#### GIVEN EXERCISE:
Turn the lines below into a numbered list, starting at the line that contains "Expected: one point per instance of the flowing" and going through the last line, with both ends included. Leave out any blank lines.

(Point annotation dataset records)
--- begin ---
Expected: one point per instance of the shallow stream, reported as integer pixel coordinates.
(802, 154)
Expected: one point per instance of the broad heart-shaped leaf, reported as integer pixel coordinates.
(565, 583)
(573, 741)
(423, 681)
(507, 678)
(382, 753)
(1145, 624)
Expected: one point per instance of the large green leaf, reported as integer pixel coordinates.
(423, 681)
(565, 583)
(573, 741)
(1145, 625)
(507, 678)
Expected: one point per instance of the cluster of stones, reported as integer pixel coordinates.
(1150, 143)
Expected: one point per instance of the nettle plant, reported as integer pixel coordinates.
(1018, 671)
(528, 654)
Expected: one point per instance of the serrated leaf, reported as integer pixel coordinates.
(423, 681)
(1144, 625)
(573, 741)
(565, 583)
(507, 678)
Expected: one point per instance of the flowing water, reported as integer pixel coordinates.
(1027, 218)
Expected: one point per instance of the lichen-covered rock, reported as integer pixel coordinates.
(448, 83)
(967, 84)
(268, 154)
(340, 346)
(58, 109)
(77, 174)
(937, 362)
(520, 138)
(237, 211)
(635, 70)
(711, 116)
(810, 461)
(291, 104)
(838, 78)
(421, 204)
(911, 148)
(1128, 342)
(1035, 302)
--- end ---
#### EXERCISE OUTPUT:
1. Expected: one point per instance of the flowing water, reported as integer pixel coordinates.
2. (1027, 218)
3. Expected: one point per instance of the lichen-covered rock, reported as integer pixel coordinates.
4. (448, 83)
5. (967, 84)
6. (268, 154)
7. (340, 346)
8. (58, 109)
9. (77, 174)
10. (937, 362)
11. (520, 138)
12. (237, 211)
13. (635, 70)
14. (711, 116)
15. (810, 461)
16. (291, 104)
17. (838, 78)
18. (421, 204)
19. (911, 148)
20. (1128, 342)
21. (1035, 302)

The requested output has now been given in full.